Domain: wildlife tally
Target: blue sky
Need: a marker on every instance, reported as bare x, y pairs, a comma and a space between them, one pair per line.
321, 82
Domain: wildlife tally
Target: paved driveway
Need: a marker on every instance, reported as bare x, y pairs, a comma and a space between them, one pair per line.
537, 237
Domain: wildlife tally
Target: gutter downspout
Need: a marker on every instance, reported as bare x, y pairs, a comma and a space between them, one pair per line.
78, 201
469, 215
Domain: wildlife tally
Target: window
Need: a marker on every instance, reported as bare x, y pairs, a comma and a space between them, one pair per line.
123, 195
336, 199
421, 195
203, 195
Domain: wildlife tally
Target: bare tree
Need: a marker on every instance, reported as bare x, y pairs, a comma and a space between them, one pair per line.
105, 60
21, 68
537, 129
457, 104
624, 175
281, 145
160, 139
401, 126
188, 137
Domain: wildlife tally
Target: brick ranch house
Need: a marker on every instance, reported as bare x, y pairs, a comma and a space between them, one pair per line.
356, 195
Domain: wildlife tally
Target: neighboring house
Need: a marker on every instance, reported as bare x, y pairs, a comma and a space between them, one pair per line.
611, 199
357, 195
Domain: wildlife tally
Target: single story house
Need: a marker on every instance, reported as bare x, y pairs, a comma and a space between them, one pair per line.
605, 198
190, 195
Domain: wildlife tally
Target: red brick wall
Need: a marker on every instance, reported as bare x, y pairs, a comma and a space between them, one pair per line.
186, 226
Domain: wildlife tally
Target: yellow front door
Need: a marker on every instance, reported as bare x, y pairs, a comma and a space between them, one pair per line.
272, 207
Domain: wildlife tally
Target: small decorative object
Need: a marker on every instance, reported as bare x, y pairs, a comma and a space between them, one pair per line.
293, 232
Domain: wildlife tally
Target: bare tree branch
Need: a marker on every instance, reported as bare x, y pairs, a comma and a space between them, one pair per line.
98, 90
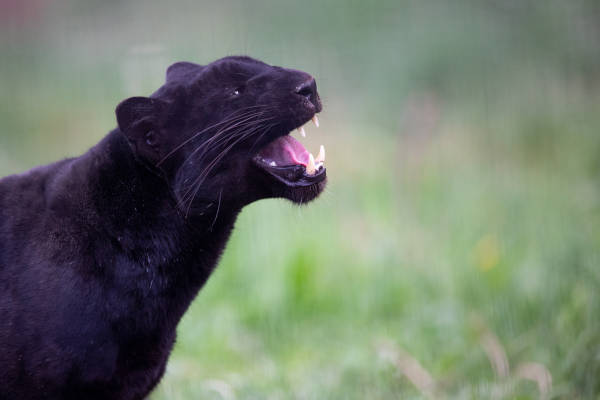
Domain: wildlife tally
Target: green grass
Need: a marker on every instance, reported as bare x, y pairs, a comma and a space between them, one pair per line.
461, 225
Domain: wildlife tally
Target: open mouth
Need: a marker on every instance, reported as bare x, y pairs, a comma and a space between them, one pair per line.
286, 159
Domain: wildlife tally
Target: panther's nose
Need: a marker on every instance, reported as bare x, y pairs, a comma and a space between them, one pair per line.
308, 89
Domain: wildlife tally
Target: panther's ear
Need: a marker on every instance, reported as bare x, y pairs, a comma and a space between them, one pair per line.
183, 71
139, 120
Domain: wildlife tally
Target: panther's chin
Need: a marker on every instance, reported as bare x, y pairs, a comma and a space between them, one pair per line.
292, 171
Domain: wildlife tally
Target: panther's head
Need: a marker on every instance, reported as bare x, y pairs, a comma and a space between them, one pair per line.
221, 131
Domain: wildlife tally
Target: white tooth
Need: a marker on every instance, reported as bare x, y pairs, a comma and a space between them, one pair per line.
310, 167
321, 156
316, 120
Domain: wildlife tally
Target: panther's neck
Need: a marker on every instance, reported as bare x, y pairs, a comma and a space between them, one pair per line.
161, 254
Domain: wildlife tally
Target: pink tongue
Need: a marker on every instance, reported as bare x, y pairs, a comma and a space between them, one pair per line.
285, 151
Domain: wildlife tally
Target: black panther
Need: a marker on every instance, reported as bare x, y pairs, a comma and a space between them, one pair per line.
101, 255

* _Problem_: Would you please copy every line in the data that contains the word "panther"?

* _Response_:
Target: panther's nose
Target: panther's ear
Target: panther's chin
Target: panther's head
Target: panther's neck
Target: black panther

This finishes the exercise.